[Coordinate labeling data]
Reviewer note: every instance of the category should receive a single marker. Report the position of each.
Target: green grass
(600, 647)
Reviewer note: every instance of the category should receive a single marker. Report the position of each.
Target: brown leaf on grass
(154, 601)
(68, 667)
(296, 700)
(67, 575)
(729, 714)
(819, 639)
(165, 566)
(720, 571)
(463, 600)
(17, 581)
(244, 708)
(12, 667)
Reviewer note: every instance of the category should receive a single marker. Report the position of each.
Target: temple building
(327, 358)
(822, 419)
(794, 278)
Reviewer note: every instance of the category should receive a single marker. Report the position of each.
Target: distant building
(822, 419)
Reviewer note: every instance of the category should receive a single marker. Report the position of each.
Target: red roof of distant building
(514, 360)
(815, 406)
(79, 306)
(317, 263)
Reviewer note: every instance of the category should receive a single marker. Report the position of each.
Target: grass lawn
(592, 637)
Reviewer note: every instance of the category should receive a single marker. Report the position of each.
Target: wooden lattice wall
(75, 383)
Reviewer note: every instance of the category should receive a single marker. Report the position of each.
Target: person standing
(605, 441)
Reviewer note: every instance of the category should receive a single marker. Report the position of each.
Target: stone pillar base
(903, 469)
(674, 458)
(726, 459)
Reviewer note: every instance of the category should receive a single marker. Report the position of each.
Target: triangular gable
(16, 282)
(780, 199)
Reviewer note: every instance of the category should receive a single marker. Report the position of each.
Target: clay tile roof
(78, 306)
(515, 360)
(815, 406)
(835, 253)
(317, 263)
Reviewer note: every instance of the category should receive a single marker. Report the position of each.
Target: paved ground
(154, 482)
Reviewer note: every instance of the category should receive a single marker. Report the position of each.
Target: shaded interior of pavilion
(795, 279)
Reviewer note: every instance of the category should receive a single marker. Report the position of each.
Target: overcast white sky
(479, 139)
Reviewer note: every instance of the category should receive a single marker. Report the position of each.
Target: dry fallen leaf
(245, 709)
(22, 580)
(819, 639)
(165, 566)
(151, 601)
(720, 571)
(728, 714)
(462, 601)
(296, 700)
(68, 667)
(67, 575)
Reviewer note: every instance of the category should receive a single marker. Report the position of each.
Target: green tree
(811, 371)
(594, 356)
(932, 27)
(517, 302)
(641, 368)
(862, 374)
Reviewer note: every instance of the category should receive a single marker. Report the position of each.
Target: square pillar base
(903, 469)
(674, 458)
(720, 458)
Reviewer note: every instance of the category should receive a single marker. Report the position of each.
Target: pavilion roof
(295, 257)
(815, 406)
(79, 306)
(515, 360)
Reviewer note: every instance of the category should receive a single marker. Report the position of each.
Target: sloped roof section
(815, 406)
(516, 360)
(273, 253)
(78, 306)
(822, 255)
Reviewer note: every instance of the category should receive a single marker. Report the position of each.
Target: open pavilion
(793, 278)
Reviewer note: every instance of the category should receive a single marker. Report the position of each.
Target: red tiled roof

## What you are asked to do
Transcribe the entire listing above precisely.

## Reply to the exercise
Reviewer note: every instance of the category should receive a single marker. Report the position of each.
Target: green grass
(600, 647)
Reviewer note: every instance of the category should receive a single marker. Report the position of each.
Target: brown leaf on grass
(154, 601)
(68, 667)
(296, 700)
(67, 575)
(729, 714)
(819, 639)
(165, 566)
(720, 571)
(463, 600)
(17, 581)
(244, 708)
(12, 667)
Reviewer note: every instance of the category should receive a single marker. Report the position of each.
Target: temple building
(327, 358)
(822, 419)
(794, 278)
Reviewer note: every instance of the category should receive a single marker. Report the position of each.
Target: distant building
(822, 419)
Reviewer note: every instance of the category should receive a single marker. Report the position of each.
Target: red roof of distant building
(514, 360)
(815, 406)
(79, 306)
(317, 263)
Reviewer note: every instance of the category should receive a single marker. Report the position of each.
Target: grass lawn
(592, 637)
Reviewer note: every instance of the category should receive a single marker. Report the position of each.
Target: wooden lattice wall
(75, 383)
Reviewer note: every instance of the category should receive a single marker. Report the position of each.
Target: person standing
(605, 441)
Reviewer note: every instance of the category should receive a single marker. Report the position of each.
Target: stone pillar base
(903, 469)
(674, 458)
(726, 459)
Reviewer note: every instance of the category should receive a single marker. Report the position of each.
Target: triangular gable
(16, 282)
(780, 199)
Reviewer note: every instance of the category should receive a single marker. Report the position of each.
Target: clay tile roof
(78, 306)
(515, 360)
(815, 406)
(835, 253)
(317, 263)
Reviewer note: every instance of the category should receive a single marker. Report the position of each.
Target: paved ground
(154, 482)
Reviewer note: every instance of the category should receive a single marker. Report the position of each.
Target: shaded interior of pavilion
(795, 279)
Reviewer note: every instance of the category should receive a single marker. Report the position of each.
Target: overcast white sky
(479, 139)
Reviewer note: every instance of the category should receive a single marker. Report the position of each.
Target: dry fallen leaf
(245, 709)
(22, 580)
(819, 639)
(165, 566)
(151, 601)
(720, 571)
(728, 714)
(462, 601)
(296, 700)
(68, 667)
(67, 575)
Reviewer note: every instance of the category should receive a single marker. Report the position of each.
Target: green tree
(811, 371)
(594, 356)
(932, 27)
(517, 302)
(641, 368)
(862, 374)
Reviewer note: every instance of the category should receive a single marker. Report the position of each.
Target: square pillar base
(903, 469)
(674, 458)
(720, 458)
Reviewer note: every instance of the category should receive a single marker. Report the position of each.
Target: pavilion roof
(295, 257)
(815, 406)
(79, 306)
(515, 360)
Reviewer note: every instance of the category should receive a single marker. Report the position of each.
Target: sloped roof section
(815, 406)
(516, 360)
(273, 253)
(78, 306)
(822, 255)
Reviewer note: every instance of the category should receive a single marker. Report the position of each.
Target: open pavilion
(793, 278)
Reviewer note: every instance of the category should receive a single marker. Report the position of each.
Target: red tiled roof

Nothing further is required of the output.